LISTED RECORDS: Begin
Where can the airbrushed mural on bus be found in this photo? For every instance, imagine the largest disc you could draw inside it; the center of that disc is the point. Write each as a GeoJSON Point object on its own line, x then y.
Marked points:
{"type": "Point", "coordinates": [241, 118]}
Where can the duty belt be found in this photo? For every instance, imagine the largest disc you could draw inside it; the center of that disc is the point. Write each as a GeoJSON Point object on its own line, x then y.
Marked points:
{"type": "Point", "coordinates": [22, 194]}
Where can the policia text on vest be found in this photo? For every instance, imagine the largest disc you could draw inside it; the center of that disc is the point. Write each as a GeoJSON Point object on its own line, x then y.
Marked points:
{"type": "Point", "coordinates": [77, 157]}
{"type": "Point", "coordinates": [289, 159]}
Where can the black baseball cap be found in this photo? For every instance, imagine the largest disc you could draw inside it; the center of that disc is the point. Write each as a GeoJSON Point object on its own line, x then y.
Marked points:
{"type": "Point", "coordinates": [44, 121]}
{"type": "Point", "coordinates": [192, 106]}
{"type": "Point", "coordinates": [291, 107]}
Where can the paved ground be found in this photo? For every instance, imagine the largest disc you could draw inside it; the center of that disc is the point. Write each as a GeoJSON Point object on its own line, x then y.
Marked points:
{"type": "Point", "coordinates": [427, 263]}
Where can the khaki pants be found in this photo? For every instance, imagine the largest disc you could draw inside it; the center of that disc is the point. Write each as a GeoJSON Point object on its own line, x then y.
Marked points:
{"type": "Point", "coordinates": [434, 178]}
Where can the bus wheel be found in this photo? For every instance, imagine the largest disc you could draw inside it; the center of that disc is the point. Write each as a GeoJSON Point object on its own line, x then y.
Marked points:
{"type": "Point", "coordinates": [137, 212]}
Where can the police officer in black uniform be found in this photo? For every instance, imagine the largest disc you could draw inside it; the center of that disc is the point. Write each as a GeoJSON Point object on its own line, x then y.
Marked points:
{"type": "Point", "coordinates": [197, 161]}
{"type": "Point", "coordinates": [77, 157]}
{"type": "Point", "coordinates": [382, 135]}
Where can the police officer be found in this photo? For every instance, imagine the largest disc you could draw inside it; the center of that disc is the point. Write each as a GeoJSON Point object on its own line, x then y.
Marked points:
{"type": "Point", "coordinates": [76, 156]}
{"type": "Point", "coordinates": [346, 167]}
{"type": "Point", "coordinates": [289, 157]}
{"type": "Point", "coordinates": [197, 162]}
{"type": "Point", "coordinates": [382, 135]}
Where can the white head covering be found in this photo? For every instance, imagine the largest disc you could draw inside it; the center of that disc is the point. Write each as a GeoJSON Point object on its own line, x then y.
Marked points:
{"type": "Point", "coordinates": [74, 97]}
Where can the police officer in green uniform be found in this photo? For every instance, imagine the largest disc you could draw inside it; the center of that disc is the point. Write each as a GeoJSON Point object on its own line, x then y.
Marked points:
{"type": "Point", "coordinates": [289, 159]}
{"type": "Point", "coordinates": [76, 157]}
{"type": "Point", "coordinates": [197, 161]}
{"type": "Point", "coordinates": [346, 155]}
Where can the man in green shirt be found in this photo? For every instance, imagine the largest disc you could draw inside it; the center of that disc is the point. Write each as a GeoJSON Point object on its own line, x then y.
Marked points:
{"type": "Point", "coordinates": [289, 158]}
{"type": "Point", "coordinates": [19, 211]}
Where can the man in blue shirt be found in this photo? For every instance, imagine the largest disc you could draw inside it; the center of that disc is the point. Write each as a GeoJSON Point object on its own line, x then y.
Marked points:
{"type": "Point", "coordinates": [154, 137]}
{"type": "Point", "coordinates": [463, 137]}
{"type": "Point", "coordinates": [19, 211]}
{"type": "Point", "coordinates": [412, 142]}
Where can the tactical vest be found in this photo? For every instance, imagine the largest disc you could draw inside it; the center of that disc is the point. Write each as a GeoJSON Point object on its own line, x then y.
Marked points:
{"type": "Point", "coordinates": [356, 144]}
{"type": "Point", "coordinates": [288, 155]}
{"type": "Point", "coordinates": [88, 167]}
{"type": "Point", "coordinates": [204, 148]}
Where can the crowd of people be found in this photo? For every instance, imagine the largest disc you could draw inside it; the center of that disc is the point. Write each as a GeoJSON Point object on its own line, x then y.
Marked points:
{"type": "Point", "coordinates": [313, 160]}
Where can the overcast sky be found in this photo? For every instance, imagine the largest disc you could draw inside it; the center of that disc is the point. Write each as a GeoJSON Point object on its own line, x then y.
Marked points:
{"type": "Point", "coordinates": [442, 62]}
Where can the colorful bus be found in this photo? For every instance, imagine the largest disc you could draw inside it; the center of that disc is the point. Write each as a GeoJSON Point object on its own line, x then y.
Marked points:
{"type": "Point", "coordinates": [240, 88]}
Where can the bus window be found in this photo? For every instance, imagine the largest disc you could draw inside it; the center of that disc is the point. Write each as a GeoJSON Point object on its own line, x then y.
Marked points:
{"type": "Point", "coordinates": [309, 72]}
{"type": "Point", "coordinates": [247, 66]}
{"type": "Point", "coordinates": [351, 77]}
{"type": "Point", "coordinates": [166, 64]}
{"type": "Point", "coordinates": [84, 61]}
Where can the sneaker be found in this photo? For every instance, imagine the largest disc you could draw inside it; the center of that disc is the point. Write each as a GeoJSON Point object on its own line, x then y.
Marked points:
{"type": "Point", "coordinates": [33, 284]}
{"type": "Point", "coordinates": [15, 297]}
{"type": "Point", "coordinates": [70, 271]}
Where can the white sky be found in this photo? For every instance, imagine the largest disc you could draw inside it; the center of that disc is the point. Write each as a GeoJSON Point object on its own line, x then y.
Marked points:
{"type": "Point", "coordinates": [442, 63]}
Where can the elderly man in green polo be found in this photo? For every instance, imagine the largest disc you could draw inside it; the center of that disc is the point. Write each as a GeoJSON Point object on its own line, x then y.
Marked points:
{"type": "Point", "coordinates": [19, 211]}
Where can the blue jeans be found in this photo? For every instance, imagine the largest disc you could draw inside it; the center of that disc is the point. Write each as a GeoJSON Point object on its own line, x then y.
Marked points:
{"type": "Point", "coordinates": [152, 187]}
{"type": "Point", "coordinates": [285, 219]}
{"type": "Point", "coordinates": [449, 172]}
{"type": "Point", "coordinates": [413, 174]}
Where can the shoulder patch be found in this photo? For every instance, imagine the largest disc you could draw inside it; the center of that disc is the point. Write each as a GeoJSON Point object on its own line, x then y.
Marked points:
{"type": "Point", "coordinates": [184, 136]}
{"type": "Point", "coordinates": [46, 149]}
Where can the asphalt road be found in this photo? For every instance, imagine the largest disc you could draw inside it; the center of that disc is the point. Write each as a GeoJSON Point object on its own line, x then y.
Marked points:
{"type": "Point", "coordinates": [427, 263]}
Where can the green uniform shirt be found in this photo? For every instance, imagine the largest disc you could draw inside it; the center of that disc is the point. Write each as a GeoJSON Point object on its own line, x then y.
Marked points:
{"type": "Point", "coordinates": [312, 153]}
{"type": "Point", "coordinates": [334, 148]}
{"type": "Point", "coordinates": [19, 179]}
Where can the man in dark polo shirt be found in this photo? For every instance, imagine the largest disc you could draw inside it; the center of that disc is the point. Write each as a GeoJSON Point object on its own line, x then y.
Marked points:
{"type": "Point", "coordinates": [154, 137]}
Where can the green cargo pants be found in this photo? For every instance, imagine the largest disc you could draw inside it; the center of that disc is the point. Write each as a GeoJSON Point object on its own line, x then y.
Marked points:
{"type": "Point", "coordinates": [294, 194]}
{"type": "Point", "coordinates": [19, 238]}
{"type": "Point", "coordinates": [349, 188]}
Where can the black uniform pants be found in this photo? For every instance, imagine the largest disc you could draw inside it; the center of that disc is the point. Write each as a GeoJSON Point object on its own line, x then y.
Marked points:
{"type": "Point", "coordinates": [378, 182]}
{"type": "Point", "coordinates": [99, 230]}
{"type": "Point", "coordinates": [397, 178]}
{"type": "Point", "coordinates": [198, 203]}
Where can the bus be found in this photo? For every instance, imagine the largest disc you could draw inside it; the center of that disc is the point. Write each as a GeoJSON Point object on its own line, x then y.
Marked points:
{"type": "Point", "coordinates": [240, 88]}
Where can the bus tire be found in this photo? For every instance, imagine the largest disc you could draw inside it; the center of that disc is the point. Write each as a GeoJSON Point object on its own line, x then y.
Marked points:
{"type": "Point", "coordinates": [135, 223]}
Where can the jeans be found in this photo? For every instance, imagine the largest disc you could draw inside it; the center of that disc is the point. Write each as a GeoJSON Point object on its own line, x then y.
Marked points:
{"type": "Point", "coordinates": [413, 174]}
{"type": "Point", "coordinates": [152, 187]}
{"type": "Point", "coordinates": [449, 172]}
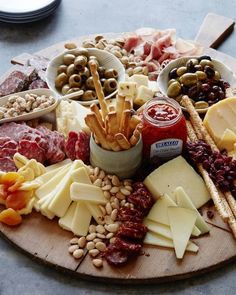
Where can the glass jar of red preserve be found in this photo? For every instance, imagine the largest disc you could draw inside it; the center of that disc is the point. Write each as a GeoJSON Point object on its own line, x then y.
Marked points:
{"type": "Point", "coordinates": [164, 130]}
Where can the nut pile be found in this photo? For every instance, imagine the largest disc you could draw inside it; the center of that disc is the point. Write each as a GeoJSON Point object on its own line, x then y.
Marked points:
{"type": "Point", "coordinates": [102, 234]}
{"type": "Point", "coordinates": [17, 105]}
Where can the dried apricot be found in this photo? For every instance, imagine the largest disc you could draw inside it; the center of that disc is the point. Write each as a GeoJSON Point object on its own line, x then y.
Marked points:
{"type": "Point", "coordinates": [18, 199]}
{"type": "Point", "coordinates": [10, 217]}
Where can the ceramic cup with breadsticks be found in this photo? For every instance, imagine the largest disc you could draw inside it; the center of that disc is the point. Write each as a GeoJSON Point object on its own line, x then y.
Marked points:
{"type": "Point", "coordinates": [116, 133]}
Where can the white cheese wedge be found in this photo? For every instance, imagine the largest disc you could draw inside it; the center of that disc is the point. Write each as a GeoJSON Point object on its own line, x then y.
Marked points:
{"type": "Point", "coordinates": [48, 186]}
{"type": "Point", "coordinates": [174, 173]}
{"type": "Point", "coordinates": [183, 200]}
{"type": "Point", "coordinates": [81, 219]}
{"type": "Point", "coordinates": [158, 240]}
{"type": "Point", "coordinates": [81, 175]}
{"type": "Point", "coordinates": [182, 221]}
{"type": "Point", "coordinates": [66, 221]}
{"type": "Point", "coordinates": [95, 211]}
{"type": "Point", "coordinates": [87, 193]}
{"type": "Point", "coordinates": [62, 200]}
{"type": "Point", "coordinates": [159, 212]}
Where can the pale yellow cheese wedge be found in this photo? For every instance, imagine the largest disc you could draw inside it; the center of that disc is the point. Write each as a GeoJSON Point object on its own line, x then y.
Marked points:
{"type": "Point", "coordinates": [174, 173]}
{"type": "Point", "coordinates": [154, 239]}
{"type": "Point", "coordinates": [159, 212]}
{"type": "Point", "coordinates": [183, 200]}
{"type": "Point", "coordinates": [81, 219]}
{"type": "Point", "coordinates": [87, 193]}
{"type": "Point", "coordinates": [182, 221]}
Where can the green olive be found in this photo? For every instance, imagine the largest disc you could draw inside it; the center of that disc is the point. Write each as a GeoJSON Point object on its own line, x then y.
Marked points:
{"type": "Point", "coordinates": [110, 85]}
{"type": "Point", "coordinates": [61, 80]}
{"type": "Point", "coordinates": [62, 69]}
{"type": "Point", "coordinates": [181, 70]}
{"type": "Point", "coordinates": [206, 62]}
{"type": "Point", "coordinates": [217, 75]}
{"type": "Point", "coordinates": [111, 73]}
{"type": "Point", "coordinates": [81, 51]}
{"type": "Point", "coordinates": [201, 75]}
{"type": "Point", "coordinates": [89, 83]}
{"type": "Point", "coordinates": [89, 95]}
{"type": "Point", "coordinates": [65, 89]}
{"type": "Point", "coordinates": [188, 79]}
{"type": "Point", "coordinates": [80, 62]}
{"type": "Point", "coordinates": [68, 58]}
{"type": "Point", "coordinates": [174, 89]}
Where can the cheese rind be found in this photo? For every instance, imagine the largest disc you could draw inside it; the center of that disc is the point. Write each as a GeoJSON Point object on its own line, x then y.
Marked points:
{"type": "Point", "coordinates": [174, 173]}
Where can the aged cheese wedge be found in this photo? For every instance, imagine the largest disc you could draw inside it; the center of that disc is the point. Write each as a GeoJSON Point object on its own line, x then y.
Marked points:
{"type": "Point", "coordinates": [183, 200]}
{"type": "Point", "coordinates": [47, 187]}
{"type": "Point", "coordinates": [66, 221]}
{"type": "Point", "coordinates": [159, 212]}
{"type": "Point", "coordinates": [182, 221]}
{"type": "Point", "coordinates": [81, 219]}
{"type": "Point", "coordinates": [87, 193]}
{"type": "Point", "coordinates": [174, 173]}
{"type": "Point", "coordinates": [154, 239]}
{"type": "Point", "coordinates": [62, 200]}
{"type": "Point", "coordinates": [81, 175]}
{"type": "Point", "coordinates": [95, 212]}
LISTED RECORDS: End
(ASSIGNMENT):
Gather, from the listing above, every line carrying the word "jeans".

(ANSWER TO THE EXERCISE):
Where can the blue jeans be found in this photo? For every instance, imagine the largest disc you could draw inside it; the center of that disc is the point. Write each as a GeoJSON Point object on its own line, x then y.
Where can the jeans be found in this photo? For every instance, imagine the largest disc you could draw inside it; the center of that disc is the point. Write each as a GeoJSON Point object on its own line, x then y.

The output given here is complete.